» **Texto extraído**:
□ □ □ □ □ □ □

# Pre procesado y optención del vector para el algoritmo de aprendisaje
*Se emplea el SEL de palabras teniendo en cuenta las emociones siguientes*

    -Alegría
    -Enojo
    -Miedo
    -Tristeza


**Importar las librerias necesarias**

In [1]:
import xlrd
from nltk.tokenize import word_tokenize
from nltk.corpus import stopwords
import openpyxl

**Leer datos de SEL**

In [2]:
file_ = xlrd.open_workbook("constant_files/SEL.xlsx")

**Leer datos de la primera hoja del documento**

In [3]:
emotions = file_.sheet_by_index(0)

**Se crea una lista con las emociones que no son relevantes para nuestro algoritmo**

*- Estas emociones serán omitidas de nuestro procesamiento*

In [4]:
omit = ['Repulsión', 'Sorpresa']

**Se crea un diccionario que contiene las emociones como llaves o keys y una lista de tuplas tipo (palabra, PFA)**

In [5]:
emotion_dic = {}
for i in range(1, emotions.nrows):
    fila = emotions.row(i)
    if fila[3].value not in emotion_dic.keys() and fila[3].value not in omit:
        emotion_dic[fila[3].value] = []

for i in range(1, emotions.nrows):
    fila = emotions.row(i)

□ □ □ □ □ □ □

» **Consigna escrita**:
¿Qué dos emociones quedan fuera del procesamiento según el texto extraído? Para responder, básate únicamente en el texto extraído.

□ □ □ □ □ □ □

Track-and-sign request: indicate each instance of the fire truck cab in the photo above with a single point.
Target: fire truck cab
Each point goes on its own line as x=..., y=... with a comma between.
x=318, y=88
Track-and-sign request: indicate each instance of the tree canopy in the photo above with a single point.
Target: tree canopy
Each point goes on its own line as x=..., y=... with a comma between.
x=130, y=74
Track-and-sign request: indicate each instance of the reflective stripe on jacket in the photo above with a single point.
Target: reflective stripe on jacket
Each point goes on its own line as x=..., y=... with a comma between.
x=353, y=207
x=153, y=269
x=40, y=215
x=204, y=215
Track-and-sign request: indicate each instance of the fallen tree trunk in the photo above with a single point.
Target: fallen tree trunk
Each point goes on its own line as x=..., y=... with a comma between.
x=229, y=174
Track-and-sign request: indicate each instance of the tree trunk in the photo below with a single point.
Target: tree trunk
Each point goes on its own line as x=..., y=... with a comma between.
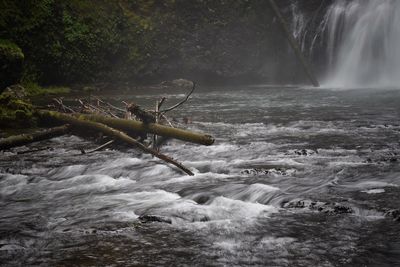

□ □ □ □ □ □ □

» **Respuesta del ejercicio**:
Repulsión y Sorpresa.